## Begin Material to process

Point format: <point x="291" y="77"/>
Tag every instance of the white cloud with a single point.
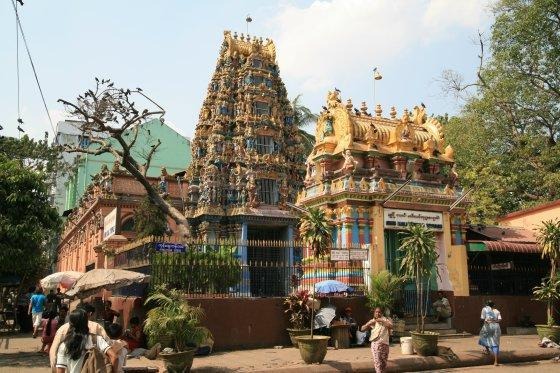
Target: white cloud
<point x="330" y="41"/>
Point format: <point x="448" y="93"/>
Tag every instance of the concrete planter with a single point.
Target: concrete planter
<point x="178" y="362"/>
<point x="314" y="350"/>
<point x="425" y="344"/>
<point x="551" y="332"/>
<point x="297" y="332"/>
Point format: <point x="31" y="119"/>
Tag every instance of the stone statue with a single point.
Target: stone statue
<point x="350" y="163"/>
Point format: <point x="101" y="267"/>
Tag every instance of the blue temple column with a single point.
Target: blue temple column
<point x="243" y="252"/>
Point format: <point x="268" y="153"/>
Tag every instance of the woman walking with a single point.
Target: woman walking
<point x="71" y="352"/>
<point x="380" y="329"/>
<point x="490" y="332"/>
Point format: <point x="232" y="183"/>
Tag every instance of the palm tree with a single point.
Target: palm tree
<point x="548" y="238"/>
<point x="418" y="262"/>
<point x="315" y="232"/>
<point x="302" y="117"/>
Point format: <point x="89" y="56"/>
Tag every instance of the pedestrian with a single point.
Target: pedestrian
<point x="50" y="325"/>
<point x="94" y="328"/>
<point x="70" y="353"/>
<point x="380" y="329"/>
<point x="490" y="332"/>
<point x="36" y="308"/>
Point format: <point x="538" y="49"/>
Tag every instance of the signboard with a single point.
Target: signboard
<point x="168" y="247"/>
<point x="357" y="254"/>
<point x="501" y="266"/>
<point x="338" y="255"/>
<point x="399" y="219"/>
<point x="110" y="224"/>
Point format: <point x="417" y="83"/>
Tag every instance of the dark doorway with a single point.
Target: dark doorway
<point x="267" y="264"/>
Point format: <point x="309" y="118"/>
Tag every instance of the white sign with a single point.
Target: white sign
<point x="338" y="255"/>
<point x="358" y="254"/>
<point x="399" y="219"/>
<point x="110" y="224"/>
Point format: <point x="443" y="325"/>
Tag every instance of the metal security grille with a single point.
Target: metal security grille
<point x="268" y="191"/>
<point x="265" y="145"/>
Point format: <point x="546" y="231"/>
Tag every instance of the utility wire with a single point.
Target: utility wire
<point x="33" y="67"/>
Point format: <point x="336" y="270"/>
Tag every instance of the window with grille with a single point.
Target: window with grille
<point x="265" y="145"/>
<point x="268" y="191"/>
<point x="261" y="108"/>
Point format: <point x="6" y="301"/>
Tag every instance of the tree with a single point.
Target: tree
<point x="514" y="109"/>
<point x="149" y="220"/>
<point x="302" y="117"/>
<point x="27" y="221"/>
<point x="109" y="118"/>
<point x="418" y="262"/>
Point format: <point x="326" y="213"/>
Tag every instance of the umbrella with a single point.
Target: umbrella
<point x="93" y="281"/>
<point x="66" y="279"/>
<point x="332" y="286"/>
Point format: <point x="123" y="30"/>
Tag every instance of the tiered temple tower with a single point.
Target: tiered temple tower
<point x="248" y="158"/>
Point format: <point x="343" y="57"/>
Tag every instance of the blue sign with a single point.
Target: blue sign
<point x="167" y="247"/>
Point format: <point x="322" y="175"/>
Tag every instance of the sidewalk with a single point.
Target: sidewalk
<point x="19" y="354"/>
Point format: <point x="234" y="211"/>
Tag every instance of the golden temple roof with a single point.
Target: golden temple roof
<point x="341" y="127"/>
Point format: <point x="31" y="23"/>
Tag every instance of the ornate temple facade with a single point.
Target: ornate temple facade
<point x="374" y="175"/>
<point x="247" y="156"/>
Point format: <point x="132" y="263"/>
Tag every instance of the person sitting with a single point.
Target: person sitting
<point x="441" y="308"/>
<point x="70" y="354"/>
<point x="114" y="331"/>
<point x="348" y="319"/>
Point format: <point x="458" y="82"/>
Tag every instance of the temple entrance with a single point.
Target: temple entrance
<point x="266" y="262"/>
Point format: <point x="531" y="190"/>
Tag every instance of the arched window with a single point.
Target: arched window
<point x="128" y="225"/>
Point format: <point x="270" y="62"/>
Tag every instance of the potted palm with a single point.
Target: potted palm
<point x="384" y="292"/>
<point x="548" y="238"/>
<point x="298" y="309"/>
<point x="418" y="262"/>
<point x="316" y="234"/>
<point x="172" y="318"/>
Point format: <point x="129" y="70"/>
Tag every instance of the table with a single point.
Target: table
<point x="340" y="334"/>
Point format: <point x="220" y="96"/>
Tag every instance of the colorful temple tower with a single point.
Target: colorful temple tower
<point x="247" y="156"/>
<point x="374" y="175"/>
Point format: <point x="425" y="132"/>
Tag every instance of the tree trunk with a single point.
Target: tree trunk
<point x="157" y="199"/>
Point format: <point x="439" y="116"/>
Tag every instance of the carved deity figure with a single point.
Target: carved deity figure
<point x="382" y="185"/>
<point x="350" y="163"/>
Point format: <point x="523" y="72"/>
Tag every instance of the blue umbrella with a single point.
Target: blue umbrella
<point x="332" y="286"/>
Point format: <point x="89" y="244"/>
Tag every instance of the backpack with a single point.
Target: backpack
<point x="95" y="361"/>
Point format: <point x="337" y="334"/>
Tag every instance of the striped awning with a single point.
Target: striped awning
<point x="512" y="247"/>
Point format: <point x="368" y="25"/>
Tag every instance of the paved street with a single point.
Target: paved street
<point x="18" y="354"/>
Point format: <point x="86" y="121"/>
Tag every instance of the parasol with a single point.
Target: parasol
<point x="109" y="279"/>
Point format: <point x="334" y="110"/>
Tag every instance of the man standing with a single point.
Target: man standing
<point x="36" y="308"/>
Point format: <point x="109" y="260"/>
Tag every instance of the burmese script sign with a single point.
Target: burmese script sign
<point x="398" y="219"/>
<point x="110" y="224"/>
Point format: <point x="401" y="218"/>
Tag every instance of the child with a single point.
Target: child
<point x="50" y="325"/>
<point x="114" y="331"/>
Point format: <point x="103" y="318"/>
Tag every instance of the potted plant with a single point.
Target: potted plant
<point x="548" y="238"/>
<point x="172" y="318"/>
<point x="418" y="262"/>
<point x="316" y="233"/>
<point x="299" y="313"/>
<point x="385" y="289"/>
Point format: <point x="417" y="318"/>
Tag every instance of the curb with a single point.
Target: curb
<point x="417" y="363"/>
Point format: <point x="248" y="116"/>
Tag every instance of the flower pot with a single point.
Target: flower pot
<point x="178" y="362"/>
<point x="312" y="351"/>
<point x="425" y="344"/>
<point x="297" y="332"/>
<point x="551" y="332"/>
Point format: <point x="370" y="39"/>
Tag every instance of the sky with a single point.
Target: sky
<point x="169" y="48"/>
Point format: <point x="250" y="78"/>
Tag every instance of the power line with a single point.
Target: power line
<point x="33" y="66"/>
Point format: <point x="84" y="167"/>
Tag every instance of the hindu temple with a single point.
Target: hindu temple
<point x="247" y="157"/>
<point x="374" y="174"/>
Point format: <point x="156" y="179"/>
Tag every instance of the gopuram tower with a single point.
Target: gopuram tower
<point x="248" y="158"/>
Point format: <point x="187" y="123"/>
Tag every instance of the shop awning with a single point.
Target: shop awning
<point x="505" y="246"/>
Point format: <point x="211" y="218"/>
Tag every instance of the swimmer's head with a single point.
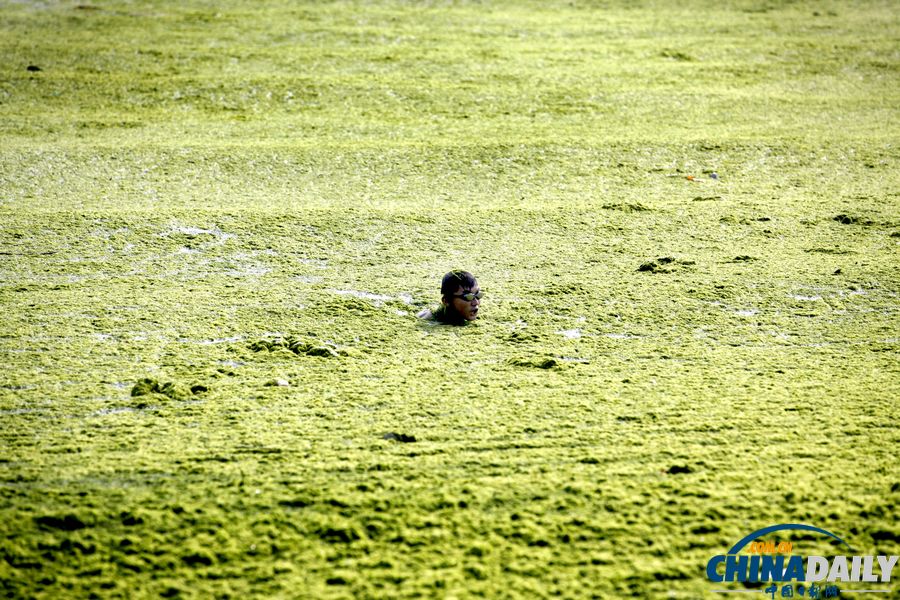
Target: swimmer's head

## End Material to process

Except for the pictures, copy every line of the records above exactly.

_Complete output_
Point format: <point x="291" y="77"/>
Tag every instance of the white cloud with a single point.
Target: white cloud
<point x="330" y="41"/>
Point format: <point x="448" y="93"/>
Tag every instance of the concrete planter with a single point.
Target: concrete planter
<point x="178" y="362"/>
<point x="314" y="350"/>
<point x="425" y="344"/>
<point x="551" y="332"/>
<point x="297" y="332"/>
Point format: <point x="31" y="119"/>
Tag every instance of the stone statue with a single point.
Target: stone statue
<point x="350" y="163"/>
Point format: <point x="101" y="267"/>
Tag every instance of the blue temple column with a single point.
Target: blue temple column
<point x="243" y="252"/>
Point format: <point x="268" y="153"/>
Tag every instance of the woman walking with a single point.
Target: woman walking
<point x="71" y="352"/>
<point x="380" y="329"/>
<point x="490" y="332"/>
Point format: <point x="232" y="183"/>
Tag every instance of the palm tree with a single point.
Target: palm tree
<point x="548" y="238"/>
<point x="418" y="262"/>
<point x="315" y="232"/>
<point x="302" y="117"/>
Point format: <point x="89" y="56"/>
Tag every instance of the pedestrian with a single point.
Target: pedestrian
<point x="50" y="325"/>
<point x="94" y="328"/>
<point x="70" y="353"/>
<point x="380" y="329"/>
<point x="490" y="332"/>
<point x="36" y="308"/>
Point format: <point x="538" y="49"/>
Tag every instance of the signboard with a single point.
Target: signboard
<point x="168" y="247"/>
<point x="357" y="254"/>
<point x="501" y="266"/>
<point x="338" y="255"/>
<point x="399" y="219"/>
<point x="110" y="224"/>
Point format: <point x="417" y="83"/>
Tag every instance of the dark doorway with a single point.
Target: dark doorway
<point x="267" y="264"/>
Point format: <point x="309" y="118"/>
Tag every instance of the white sign with a single point.
Target: white sign
<point x="338" y="255"/>
<point x="358" y="254"/>
<point x="399" y="219"/>
<point x="110" y="224"/>
Point format: <point x="443" y="325"/>
Tag every instance of the metal security grille with a single point.
Target: metal security grille
<point x="268" y="191"/>
<point x="265" y="145"/>
Point format: <point x="546" y="231"/>
Tag every instance of the utility wire with a single point.
Target: utility wire
<point x="33" y="67"/>
Point format: <point x="336" y="270"/>
Tag every instance of the window with grille with a single point.
Target: window with grille
<point x="265" y="145"/>
<point x="268" y="191"/>
<point x="261" y="108"/>
Point format: <point x="6" y="301"/>
Tag every instance of the tree with a single point.
Target: tree
<point x="514" y="109"/>
<point x="149" y="220"/>
<point x="302" y="117"/>
<point x="27" y="221"/>
<point x="109" y="118"/>
<point x="418" y="262"/>
Point format: <point x="326" y="213"/>
Tag every instance of the umbrella with a single point.
Target: umbrella
<point x="93" y="281"/>
<point x="66" y="279"/>
<point x="332" y="286"/>
Point format: <point x="123" y="30"/>
Tag every instance of the tiered temple tower with a single point.
Target: tiered temple tower
<point x="248" y="158"/>
Point format: <point x="343" y="57"/>
Tag every instance of the blue sign with a single point.
Target: blue sign
<point x="167" y="247"/>
Point format: <point x="322" y="175"/>
Tag every instance of the sidewalk with a single point.
Target: sidewalk
<point x="19" y="354"/>
Point format: <point x="234" y="211"/>
Tag every instance of the golden temple roof with a single point.
Target: golden temple roof
<point x="341" y="127"/>
Point format: <point x="31" y="23"/>
Tag every instance of the ornate temple facade with a single point.
Target: ornate temple facade
<point x="374" y="175"/>
<point x="247" y="156"/>
Point format: <point x="132" y="263"/>
Tag every instance of the person sitting with a single point.
Target: person sitting
<point x="441" y="308"/>
<point x="70" y="354"/>
<point x="114" y="331"/>
<point x="348" y="319"/>
Point format: <point x="458" y="82"/>
Tag every instance of the temple entrance with a single point.
Target: temple entrance
<point x="266" y="262"/>
Point format: <point x="531" y="190"/>
Tag every instance of the arched window with a single point.
Target: arched window
<point x="128" y="225"/>
Point format: <point x="270" y="62"/>
Tag every instance of the potted palm with a single point.
Target: potted palm
<point x="384" y="292"/>
<point x="548" y="238"/>
<point x="298" y="309"/>
<point x="418" y="262"/>
<point x="316" y="234"/>
<point x="172" y="318"/>
Point format: <point x="129" y="70"/>
Tag every instance of the table with a single point.
Target: table
<point x="340" y="334"/>
Point format: <point x="220" y="96"/>
Tag every instance of the colorful temple tower with a single point.
Target: colorful temple tower
<point x="247" y="156"/>
<point x="374" y="175"/>
Point format: <point x="425" y="132"/>
Tag every instance of the tree trunk with a single point.
Target: tree trunk
<point x="157" y="199"/>
Point format: <point x="439" y="116"/>
Tag every instance of the carved deity figure with a single point.
Target: carved deity figure
<point x="382" y="185"/>
<point x="350" y="163"/>
Point format: <point x="523" y="72"/>
Tag every instance of the blue umbrella with a single point.
Target: blue umbrella
<point x="332" y="286"/>
Point format: <point x="89" y="244"/>
Tag every instance of the backpack with a single point.
Target: backpack
<point x="95" y="361"/>
Point format: <point x="337" y="334"/>
Tag every instance of the striped awning with a single point.
Target: striped awning
<point x="512" y="247"/>
Point format: <point x="368" y="25"/>
Tag every instance of the paved street with a single point.
Target: paved street
<point x="18" y="354"/>
Point format: <point x="86" y="121"/>
Tag every instance of the parasol with a single point.
Target: parasol
<point x="109" y="279"/>
Point format: <point x="334" y="110"/>
Tag every instance of the man standing with a single point.
Target: man standing
<point x="36" y="308"/>
Point format: <point x="109" y="260"/>
Tag every instance of the burmese script sign with a single point.
Target: burmese script sign
<point x="398" y="219"/>
<point x="110" y="224"/>
Point format: <point x="401" y="218"/>
Tag every instance of the child with a single point.
Target: child
<point x="50" y="325"/>
<point x="114" y="331"/>
Point format: <point x="103" y="318"/>
Tag every instance of the potted plant with a single point.
Target: potted plant
<point x="548" y="238"/>
<point x="172" y="318"/>
<point x="418" y="262"/>
<point x="316" y="233"/>
<point x="299" y="313"/>
<point x="385" y="289"/>
Point format: <point x="417" y="318"/>
Tag every instance of the curb with a single point.
Target: curb
<point x="417" y="363"/>
Point format: <point x="248" y="116"/>
Tag every instance of the flower pot with a single point.
Target: flower pot
<point x="178" y="362"/>
<point x="312" y="351"/>
<point x="425" y="344"/>
<point x="297" y="332"/>
<point x="551" y="332"/>
Point format: <point x="370" y="39"/>
Tag every instance of the sky with a single point.
Target: sky
<point x="169" y="48"/>
Point format: <point x="250" y="78"/>
Tag every instance of the power line with a single point.
Target: power line
<point x="33" y="66"/>
Point format: <point x="84" y="167"/>
Tag every instance of the hindu temple with a single point.
Target: hindu temple
<point x="247" y="157"/>
<point x="374" y="174"/>
Point format: <point x="156" y="179"/>
Tag every instance of the gopuram tower with a single point.
Target: gopuram tower
<point x="248" y="158"/>
Point format: <point x="187" y="123"/>
Tag every instance of the shop awning with a single point.
Target: shop awning
<point x="505" y="246"/>
Point format: <point x="211" y="218"/>
Tag every instance of the swimmer's head with a single point.
Target: swimmer's head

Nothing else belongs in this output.